DATA TO USE:
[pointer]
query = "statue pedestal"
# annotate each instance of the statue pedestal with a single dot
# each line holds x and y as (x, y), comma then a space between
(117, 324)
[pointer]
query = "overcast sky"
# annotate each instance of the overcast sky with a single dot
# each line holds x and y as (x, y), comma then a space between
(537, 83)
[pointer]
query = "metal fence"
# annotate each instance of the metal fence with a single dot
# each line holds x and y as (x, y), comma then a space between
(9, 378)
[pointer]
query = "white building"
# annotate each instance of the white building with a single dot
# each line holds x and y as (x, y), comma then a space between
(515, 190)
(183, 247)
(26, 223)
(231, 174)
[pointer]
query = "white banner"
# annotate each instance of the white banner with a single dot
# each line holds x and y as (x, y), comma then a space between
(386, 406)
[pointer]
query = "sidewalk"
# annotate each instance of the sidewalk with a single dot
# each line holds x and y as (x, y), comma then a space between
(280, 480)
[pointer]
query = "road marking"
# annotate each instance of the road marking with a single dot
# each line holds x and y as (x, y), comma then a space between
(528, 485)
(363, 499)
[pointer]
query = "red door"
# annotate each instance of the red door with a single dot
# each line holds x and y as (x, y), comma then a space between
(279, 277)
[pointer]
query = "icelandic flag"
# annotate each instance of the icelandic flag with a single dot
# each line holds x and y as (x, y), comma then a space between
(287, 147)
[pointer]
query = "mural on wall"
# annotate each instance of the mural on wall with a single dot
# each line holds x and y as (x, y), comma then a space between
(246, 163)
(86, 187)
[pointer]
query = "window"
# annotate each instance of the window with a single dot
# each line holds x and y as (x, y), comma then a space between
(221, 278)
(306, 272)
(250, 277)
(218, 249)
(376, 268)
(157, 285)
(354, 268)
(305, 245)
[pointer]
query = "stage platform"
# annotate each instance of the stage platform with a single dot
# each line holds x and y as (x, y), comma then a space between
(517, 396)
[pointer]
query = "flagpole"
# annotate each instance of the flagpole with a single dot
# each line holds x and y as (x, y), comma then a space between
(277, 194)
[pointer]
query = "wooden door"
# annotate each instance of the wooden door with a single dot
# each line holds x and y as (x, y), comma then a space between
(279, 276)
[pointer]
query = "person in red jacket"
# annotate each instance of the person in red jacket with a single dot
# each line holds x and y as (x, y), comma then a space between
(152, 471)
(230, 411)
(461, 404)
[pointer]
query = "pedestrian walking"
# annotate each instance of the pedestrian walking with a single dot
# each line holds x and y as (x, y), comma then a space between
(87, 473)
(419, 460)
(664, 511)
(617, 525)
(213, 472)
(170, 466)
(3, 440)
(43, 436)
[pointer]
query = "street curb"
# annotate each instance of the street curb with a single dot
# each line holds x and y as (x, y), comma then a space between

DIRECTIONS:
Word for word, write out the data.

FULL RESPONSE:
[pointer]
query = "statue pedestal"
# annotate each instance of the statue pedestal with a single dot
# each line holds x and y as (x, y), comma then a space between
(117, 324)
[pointer]
query = "overcast sky"
# annotate each instance of the overcast sky with a single dot
# each line holds x and y as (x, y), comma then a space between
(537, 83)
[pointer]
query = "metal fence"
# annotate each instance of the metal fence with a single dot
# each line holds x and y as (x, y), comma then a space between
(9, 378)
[pointer]
query = "white building"
# annotate each instance of the white building with a single dot
# each line holds x and y as (x, y), comma then a space between
(515, 190)
(183, 247)
(26, 223)
(231, 174)
[pointer]
query = "white banner"
# annotate each instance of the white banner with a single dot
# each line holds x and y as (x, y), comma then a space between
(386, 406)
[pointer]
query = "sidewalk"
# annotate each instance of the sidewalk with a single dot
# each line holds x and y as (x, y), comma then a space between
(280, 480)
[pointer]
query = "road marking"
# annotate each instance of the road marking with a single dot
# each line holds x and y as (x, y), comma then a space between
(528, 485)
(363, 499)
[pointer]
query = "red door"
# annotate each instance of the red door with a single dot
# each line holds x and y as (x, y), comma then a space between
(279, 277)
[pointer]
query = "icelandic flag"
# annotate each instance of the icelandic flag with a single dot
# each line holds x and y as (x, y), comma then a space between
(287, 147)
[pointer]
query = "mural on wall"
# annotate each instance of the mural on wall with a single dot
# each line holds x and y as (x, y), comma then a space between
(246, 163)
(86, 187)
[pointer]
query = "window"
# annotate each instance of the window with a single dot
# each line holds x and y as (x, y), comma then a space between
(221, 278)
(306, 272)
(250, 277)
(218, 249)
(376, 268)
(157, 285)
(354, 268)
(305, 245)
[pointer]
query = "stage platform"
# annotate each instance of the stage platform with a single dot
# each line holds x and y as (x, y), comma then a space between
(517, 396)
[pointer]
query = "flagpole"
# annotate each instance of the flagpole with a single dot
# each line holds x and y as (x, y), comma then a space between
(277, 194)
[pointer]
query = "wooden door"
# annotate each instance of the wooden door with a single dot
# each line holds x and y as (x, y), comma then a space between
(279, 276)
[pointer]
query = "person in red jacket"
# annotate each instance of the person in red jacket with a single dot
# each line holds x and y as (x, y), comma then a space between
(152, 471)
(230, 411)
(461, 404)
[pointer]
query = "pedestrian walking"
# annotate each instance of the pedestrian walking with a single dot
# each line holds x and y as (x, y), comma then a space between
(87, 473)
(419, 460)
(664, 511)
(617, 525)
(213, 472)
(170, 466)
(3, 440)
(43, 436)
[pointer]
query = "street curb"
# annotate each instance of the street curb with a single dot
# each line holds x and y as (x, y), comma then a space between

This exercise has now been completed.